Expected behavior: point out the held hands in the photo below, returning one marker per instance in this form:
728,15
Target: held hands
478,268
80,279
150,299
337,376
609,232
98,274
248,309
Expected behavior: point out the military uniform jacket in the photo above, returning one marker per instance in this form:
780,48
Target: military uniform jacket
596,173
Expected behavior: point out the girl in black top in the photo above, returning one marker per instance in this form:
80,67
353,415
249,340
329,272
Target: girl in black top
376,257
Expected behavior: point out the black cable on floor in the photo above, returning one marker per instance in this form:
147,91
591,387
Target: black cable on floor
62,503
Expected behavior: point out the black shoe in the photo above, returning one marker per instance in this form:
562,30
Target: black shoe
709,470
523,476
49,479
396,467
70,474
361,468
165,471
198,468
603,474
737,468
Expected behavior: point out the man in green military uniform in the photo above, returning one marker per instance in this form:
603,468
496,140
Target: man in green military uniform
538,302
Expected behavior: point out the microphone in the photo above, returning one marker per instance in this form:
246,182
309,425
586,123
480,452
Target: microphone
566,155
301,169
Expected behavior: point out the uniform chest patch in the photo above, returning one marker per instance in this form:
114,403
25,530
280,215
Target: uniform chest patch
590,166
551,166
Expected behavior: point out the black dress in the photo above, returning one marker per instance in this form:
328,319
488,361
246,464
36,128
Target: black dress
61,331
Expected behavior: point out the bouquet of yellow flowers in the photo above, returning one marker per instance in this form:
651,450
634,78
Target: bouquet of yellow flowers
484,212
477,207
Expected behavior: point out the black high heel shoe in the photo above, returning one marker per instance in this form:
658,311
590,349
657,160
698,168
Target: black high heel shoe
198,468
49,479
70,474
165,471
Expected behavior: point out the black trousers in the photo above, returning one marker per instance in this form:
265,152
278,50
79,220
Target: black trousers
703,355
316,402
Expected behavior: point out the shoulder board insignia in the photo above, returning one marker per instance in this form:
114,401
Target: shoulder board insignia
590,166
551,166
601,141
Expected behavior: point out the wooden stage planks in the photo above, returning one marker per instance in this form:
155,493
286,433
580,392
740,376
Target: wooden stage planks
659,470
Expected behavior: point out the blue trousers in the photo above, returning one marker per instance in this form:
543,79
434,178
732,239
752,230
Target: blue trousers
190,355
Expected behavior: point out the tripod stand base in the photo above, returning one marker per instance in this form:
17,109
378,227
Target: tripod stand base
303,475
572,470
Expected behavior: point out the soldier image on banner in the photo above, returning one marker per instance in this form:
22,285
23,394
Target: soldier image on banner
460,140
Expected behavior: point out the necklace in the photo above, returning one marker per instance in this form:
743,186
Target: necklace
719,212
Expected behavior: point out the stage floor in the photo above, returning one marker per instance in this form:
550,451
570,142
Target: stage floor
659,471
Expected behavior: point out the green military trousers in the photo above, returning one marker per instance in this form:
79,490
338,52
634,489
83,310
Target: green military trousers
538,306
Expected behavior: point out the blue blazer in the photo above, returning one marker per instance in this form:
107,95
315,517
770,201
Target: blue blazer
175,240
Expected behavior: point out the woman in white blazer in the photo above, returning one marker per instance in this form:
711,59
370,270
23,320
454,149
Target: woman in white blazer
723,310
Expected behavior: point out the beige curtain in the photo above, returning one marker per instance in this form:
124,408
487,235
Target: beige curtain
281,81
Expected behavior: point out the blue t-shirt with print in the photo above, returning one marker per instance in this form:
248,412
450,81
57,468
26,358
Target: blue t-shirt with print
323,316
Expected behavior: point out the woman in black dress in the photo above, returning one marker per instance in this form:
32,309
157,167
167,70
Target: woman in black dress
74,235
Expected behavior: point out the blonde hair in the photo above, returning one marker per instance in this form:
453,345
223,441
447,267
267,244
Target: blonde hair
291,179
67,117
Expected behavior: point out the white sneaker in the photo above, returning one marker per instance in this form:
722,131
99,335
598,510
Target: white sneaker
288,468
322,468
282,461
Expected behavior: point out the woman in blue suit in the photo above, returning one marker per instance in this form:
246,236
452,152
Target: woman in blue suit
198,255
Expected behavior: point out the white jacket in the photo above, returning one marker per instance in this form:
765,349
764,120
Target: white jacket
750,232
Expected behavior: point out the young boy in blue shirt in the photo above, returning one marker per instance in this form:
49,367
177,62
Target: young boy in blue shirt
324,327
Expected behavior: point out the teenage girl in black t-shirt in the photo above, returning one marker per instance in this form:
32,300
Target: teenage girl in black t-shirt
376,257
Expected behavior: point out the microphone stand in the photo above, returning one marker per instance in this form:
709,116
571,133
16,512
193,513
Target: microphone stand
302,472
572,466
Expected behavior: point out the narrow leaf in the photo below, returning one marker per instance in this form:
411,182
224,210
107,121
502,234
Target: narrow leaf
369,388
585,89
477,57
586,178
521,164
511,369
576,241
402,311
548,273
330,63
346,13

= = = =

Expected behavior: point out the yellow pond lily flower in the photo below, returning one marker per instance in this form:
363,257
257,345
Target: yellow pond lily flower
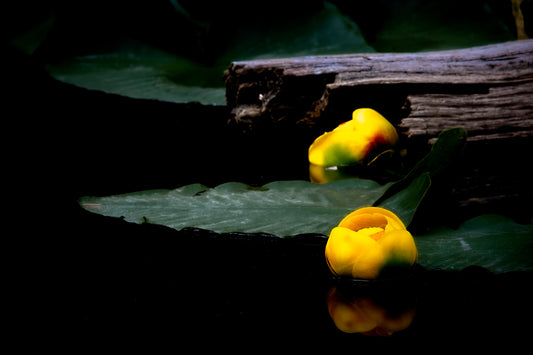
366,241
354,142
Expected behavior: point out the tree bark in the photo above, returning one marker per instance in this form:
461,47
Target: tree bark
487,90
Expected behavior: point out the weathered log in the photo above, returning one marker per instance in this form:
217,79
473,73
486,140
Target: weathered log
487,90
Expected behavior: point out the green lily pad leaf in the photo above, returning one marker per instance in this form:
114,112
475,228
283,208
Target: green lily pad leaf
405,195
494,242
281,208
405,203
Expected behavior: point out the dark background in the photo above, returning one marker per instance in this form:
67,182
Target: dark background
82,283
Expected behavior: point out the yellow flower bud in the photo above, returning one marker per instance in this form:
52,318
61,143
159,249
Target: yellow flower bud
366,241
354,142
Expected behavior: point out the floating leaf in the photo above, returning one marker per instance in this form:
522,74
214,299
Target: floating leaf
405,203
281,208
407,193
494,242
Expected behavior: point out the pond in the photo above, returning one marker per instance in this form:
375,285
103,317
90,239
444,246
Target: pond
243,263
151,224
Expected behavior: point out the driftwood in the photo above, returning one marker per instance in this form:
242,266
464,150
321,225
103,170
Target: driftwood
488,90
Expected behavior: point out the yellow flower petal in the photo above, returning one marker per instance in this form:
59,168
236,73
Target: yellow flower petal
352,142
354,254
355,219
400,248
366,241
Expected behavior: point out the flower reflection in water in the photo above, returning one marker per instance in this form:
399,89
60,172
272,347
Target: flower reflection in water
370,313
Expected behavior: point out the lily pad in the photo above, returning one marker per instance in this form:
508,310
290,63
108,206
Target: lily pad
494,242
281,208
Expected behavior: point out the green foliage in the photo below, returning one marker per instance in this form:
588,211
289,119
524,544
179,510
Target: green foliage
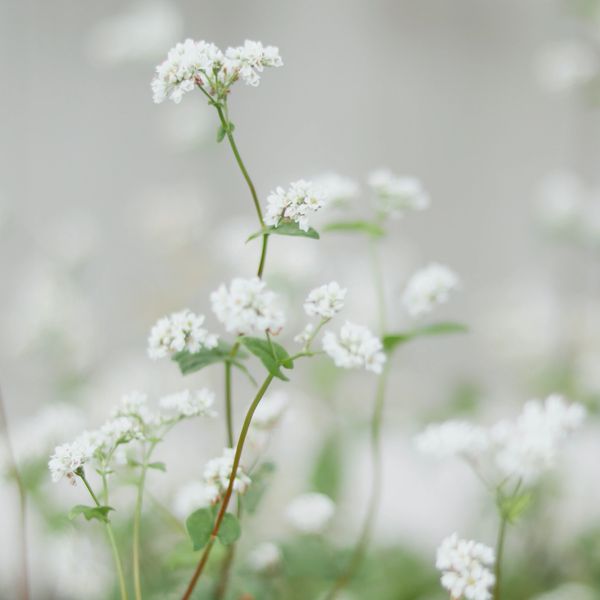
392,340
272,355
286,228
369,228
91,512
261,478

= = = =

:: Aufgabe ::
Nenne jede Zeile der Datensätze oben, in der das Wort „weathered“ vorkommt, und gib sie unverändert wieder.

:: Lösung ::
Expected behavior: point out the weathered log in the photo above, returning one marker per instance in this form:
Target: weathered log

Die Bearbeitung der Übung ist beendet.